▸ Yang Diminta:
1 – Sebutkan semua nama orang yang tercantum dalam kutipan teks tentang Mansur.
2 – Tuliskan ulang bagian kutipan teks tentang Mansur dari "Tadinya aku hendak" sampai "diakhiri dengan masalah.", dengan "Ciputat" diganti menjadi "Tangerang".
3 – Lanjutkan kutipan teks tentang Mansur, bule penggembel di Ciputat, mulai dari akhir bagian yang tersedia.

▸ Kutipan Teks:
§ §

Oleh: M.S. Wibowo
John Steinbeck, pengarang novel Dataran Tortilla |
Sampaikan maaf pada al-Hafidz
Kurniawan, Abdullah Zuma Alawi, dan Ahmad Makki. Ketiganya mengajakku ikut
menulis di Anggur Torelli sejak awal-awal penciptaannya. Bagi orang lain itu
suatu kehormatan. Tapi bukan bagiku. Kau bahkan tak tahu siapa aku. Mana boleh
tiga pesohor di atas memberiku hormat dengan cara ini? Kalau toh betul,
pantaskah aku menerimanya? Alamak, sungguh malunya aku. Karena itu, tulisan ini
baru sampai di hadapanmu.
Tadinya aku hendak menulis serentet
kisah lucu dan menyebalkan dari kehidupan seorang bule misterius yang tak mau
dipanggil mister. Namanya Mansur. Hidupnya menggembel di Ciputat, mondar-mandir
di kantin atau warteg minta rokok serta makan sisa. Pagi dan siangnya habis di
Perpustakaan Umum UIN Jakarta. Malamnya numpang di kontrakan mahasiswa, pribadi
atau komunitas, sebelum kemudian diakhiri dengan masalah.

§ §

▸ Cuplikan Data:
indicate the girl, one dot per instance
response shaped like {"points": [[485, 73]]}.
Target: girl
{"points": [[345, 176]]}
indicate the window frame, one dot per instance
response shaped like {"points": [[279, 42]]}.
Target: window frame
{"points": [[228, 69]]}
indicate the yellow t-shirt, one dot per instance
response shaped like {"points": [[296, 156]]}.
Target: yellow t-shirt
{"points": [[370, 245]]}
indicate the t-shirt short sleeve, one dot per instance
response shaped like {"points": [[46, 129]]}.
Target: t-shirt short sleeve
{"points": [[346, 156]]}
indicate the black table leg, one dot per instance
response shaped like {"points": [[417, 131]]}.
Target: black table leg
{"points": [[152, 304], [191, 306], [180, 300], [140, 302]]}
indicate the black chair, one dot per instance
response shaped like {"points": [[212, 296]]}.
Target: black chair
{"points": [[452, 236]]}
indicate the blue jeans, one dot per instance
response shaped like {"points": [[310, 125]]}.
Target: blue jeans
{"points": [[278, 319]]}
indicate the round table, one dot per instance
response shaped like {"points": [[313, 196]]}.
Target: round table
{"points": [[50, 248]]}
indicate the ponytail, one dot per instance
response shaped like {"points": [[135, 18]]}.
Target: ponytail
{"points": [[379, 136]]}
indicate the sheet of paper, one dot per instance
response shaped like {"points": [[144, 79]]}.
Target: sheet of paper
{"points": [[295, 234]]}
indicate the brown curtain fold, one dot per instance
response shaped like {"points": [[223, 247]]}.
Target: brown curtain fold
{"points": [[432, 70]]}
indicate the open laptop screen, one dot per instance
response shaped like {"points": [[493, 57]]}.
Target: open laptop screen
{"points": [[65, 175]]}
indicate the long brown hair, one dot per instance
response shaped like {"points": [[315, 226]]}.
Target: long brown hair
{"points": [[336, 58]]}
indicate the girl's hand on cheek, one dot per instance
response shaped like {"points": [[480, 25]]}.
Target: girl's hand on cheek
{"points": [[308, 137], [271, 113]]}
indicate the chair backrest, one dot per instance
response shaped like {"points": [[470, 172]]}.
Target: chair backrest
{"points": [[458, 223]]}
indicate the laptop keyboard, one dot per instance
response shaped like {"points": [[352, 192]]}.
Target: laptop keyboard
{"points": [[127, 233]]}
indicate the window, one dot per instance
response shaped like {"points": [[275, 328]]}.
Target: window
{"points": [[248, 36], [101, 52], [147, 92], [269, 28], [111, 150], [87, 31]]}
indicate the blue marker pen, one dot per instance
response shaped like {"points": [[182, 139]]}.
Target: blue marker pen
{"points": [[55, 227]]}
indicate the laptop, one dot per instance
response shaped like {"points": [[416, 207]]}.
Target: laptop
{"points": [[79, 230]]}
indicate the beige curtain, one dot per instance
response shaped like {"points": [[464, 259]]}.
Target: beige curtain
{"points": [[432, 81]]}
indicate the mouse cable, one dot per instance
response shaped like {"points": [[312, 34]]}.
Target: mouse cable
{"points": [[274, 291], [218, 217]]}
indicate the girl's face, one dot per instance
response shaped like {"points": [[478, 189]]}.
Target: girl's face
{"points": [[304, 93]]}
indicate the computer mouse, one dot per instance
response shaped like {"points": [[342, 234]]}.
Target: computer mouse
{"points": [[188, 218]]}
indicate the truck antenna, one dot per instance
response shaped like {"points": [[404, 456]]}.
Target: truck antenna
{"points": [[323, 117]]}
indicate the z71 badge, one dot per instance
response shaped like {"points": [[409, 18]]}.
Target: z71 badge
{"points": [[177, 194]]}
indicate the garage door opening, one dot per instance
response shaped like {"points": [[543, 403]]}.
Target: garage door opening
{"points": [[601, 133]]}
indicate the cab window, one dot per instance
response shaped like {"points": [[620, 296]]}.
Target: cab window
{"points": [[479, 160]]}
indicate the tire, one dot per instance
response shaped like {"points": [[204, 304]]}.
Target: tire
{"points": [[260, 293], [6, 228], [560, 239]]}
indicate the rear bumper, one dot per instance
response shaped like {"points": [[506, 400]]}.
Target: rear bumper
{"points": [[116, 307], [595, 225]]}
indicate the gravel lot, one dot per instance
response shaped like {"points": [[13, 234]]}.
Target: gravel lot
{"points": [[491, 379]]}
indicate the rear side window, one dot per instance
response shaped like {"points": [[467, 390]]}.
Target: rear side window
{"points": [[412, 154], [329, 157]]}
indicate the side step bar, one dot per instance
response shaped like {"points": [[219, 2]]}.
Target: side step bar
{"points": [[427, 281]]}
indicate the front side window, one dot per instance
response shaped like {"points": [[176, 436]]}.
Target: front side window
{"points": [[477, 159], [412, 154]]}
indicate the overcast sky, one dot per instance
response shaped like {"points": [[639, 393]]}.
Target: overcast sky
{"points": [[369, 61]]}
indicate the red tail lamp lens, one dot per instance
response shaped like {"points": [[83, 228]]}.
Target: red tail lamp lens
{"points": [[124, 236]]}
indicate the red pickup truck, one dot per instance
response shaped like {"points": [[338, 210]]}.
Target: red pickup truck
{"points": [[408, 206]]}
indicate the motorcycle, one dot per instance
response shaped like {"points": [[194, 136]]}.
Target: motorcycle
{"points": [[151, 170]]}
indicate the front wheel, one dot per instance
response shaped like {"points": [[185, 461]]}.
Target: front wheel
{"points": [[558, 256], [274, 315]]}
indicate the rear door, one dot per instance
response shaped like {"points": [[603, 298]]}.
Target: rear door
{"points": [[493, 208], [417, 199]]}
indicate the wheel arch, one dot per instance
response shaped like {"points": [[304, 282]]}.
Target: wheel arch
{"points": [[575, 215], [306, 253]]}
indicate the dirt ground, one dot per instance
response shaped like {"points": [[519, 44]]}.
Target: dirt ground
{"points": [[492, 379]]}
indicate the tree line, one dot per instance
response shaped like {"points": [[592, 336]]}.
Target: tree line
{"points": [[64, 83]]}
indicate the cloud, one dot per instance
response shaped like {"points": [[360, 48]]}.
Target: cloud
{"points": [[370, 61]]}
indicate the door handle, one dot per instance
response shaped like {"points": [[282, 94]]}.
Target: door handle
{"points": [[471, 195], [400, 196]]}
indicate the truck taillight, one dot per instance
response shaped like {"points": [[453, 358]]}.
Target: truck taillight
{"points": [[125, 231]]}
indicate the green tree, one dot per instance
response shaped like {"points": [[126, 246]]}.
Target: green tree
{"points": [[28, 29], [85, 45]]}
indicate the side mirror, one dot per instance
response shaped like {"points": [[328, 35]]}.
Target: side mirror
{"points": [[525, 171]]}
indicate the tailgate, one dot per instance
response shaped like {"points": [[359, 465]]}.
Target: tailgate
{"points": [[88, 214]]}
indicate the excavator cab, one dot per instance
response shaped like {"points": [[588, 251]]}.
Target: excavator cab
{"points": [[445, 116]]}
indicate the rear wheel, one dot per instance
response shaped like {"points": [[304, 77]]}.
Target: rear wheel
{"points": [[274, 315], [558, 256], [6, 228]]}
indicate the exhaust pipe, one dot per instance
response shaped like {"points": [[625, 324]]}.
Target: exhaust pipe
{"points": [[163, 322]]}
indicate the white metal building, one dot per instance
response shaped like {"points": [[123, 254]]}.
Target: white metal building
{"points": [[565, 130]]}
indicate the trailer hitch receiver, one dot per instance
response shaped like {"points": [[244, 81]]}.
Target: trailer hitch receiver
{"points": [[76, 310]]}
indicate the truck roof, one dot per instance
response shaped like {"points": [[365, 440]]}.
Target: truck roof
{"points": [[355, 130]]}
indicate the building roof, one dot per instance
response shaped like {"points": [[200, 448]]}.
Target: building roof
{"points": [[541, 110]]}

§ §

▸ Jawaban Tugas:
1 – M.S. Wibowo, John Steinbeck, al-Hafidz Kurniawan, Abdullah Zuma Alawi, Ahmad Makki, Mansur

2 –
Tadinya aku hendak menulis serentet
kisah lucu dan menyebalkan dari kehidupan seorang bule misterius yang tak mau
dipanggil mister. Namanya Mansur. Hidupnya menggembel di Tangerang, mondar-mandir
di kantin atau warteg minta rokok serta makan sisa. Pagi dan siangnya habis di
Perpustakaan Umum UIN Jakarta. Malamnya numpang di kontrakan mahasiswa, pribadi
atau komunitas, sebelum kemudian diakhiri dengan masalah.

3 –
Tapi kita tunda membicarakan itu. Bolehkan
aku mengurai besarnya kerugian selama hidupku. Rugi karena setelah tujuh tahun
di Ciputat, baru bertemu Danny dkk. yang berumah di Dataran Torrilla.
Di jalan panjang ke pertemuan itu pun
aku masih harus dituntun banyak orang. Mereka adalah Abdullah Zuma Alawi
(Abah), Ahmad Makki, Dedik, al-Hafidz Kurniawan, dan beberapa lainnya.
Ketangguhan dan kehebatan para penuntun itu terlihat nyata sangat begitu sudah
berkumpul. Jika itu terjadi, tiada cara lain bagi awam sepertiku selain pasang
headset dan pilih lagu senikmat-nikmatnya. Ini akan membantu menetralkan
kondisi akibat kemampuanku yang low context. Sebab pergerakan kata dan
kalimat mereka tak terduga. Ikatan dan kesatuan peristiwa yang mereka himpun
begitu memabukkan. Membuat pendengar kelabakan dan kebingungan. Bahkan bisa
lupa sedang di mana.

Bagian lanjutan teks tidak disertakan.